* **Text block**
>>>

Beyond the courtroom drama, the FTX estate still has numbers that sound almost obscene. The article claims FTX’s unliquidated portfolio is now worth $114 billion. If accurate, that is a brutal irony: the empire may have collapsed, but some of the underlying bets turned into monster paper gains.
The biggest headline asset is reportedly Anthropic, valued at $82.3 billion, with a reported 165x return. That is venture-capital moon math, the sort that makes investors salivate and ordinary people wonder whether the financial system has completely lost the plot. To be fair, early-stage tech investing can produce insane upside. To be less charitable, it also tends to reward insiders who were already sitting nearest the money hose.
Then there’s the side story involving Cursor, also known as Anysphere. Alameda Research reportedly put $200,000 into the startup in 2022 for about 5%, and that stake is now said to be worth around $3 billion under a reported $60 billion valuation tied to a SpaceX-Cursor deal. That’s the sort of valuation claim that makes your eyebrows hit your hairline. If true, it’s another reminder that venture stakes can turn tiny checks into absurd outcomes. If overstated, it’s also a reminder that Silicon Valley valuation chatter can get more ridiculous than a meme-coin chart in a bull market.

<<<

* **Recorded data**
>>>

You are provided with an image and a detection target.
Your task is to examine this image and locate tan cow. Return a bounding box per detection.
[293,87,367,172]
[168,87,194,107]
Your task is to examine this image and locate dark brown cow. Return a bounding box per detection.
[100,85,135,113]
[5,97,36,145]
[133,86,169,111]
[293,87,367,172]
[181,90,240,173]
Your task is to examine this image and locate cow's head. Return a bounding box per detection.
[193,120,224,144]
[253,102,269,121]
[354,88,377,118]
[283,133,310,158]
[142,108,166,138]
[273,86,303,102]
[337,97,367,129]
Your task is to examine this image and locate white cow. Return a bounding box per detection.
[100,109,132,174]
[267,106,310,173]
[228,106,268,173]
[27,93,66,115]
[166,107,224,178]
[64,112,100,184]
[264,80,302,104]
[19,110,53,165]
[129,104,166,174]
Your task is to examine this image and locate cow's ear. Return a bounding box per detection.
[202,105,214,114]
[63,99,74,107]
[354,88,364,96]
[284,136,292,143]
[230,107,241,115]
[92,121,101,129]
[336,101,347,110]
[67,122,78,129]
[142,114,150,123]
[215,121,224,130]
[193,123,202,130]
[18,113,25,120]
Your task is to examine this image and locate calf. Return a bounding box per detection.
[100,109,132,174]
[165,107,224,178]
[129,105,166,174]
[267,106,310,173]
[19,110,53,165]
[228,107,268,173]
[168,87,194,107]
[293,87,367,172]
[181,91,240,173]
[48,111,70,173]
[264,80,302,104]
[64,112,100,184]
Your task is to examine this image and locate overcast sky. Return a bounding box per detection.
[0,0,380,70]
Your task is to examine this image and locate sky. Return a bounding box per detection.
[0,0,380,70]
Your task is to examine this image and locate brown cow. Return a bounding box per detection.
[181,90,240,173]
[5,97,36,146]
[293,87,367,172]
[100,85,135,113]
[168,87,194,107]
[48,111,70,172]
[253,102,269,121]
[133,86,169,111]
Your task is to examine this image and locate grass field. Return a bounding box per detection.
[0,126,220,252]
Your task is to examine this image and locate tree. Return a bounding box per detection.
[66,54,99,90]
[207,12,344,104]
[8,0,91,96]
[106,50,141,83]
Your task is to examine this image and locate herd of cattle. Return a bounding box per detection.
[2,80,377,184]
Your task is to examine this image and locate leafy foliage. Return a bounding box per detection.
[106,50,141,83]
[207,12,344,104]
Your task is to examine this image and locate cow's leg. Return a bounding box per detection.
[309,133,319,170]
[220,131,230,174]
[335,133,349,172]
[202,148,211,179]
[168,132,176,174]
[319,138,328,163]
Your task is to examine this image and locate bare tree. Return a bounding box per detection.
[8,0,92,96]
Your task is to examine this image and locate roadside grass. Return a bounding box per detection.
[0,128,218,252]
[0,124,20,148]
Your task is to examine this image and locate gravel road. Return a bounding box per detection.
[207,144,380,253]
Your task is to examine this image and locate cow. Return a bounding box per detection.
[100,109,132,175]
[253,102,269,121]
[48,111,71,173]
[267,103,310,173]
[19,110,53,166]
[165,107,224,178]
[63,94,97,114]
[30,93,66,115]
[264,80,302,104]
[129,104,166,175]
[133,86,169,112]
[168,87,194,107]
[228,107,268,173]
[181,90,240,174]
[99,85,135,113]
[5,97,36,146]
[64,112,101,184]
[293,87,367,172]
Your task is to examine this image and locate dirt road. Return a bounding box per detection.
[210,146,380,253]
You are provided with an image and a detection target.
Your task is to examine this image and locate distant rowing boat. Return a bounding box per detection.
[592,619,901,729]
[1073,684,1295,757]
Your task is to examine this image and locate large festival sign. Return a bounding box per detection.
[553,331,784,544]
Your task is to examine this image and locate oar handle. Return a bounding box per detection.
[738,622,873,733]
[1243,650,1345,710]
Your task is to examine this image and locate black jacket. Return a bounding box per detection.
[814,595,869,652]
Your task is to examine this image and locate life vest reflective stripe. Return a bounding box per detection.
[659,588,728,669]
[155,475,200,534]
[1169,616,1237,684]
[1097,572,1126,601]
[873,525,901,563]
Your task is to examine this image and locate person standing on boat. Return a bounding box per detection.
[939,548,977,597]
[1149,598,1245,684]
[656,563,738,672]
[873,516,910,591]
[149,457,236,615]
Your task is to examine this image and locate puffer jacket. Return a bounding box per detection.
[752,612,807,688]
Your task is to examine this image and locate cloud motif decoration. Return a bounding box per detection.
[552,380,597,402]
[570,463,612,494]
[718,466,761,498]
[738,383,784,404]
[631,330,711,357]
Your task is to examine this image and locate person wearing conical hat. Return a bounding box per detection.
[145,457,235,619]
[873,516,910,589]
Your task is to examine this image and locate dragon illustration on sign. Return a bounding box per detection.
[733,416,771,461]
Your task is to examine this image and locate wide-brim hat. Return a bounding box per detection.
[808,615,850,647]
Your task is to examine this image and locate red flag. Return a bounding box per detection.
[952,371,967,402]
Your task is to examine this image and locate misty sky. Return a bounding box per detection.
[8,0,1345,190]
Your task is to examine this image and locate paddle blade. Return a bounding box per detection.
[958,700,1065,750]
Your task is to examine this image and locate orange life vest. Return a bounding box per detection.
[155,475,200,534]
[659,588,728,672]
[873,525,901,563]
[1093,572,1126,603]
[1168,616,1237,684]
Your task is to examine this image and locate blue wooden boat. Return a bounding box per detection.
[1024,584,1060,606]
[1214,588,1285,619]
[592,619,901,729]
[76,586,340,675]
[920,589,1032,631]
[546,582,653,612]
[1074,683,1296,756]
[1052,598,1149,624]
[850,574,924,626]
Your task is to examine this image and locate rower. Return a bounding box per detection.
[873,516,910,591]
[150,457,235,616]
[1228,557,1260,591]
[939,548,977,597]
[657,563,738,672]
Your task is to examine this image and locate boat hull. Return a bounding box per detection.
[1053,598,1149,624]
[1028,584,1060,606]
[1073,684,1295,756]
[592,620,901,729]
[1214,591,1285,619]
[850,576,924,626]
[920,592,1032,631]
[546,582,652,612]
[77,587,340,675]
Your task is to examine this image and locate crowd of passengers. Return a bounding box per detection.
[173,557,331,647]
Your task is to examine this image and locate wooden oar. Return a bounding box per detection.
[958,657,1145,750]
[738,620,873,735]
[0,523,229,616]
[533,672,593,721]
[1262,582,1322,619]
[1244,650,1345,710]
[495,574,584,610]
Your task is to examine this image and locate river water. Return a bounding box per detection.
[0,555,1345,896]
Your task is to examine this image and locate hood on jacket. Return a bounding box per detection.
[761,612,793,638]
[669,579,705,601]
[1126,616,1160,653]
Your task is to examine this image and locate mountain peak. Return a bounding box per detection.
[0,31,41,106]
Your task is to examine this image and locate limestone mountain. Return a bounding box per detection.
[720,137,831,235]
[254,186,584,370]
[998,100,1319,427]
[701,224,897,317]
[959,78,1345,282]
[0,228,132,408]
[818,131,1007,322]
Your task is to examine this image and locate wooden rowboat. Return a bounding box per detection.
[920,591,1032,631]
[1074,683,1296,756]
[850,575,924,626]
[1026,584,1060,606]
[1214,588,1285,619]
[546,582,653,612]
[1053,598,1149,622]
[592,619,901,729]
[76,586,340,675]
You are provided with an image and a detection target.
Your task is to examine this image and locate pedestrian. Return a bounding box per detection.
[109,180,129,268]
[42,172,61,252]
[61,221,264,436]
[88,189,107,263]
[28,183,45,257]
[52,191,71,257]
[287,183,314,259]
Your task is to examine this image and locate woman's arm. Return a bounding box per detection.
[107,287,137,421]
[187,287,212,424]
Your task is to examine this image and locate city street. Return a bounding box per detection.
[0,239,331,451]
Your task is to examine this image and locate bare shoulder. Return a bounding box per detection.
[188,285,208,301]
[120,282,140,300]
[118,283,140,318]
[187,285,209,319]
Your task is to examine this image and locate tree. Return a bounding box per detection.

<<<

* **Work order A**
Copy the passage on the FTX estate from "Beyond the courtroom" up to and including "the money hose.".
* **Work order B**
According to the passage on the FTX estate, how much did Alameda Research reportedly put into Cursor in 2022?

* **Your response A**
Beyond the courtroom drama, the FTX estate still has numbers that sound almost obscene. The article claims FTX’s unliquidated portfolio is now worth $114 billion. If accurate, that is a brutal irony: the empire may have collapsed, but some of the underlying bets turned into monster paper gains.
The biggest headline asset is reportedly Anthropic, valued at $82.3 billion, with a reported 165x return. That is venture-capital moon math, the sort that makes investors salivate and ordinary people wonder whether the financial system has completely lost the plot. To be fair, early-stage tech investing can produce insane upside. To be less charitable, it also tends to reward insiders who were already sitting nearest the money hose.

* **Your response B**
$200,000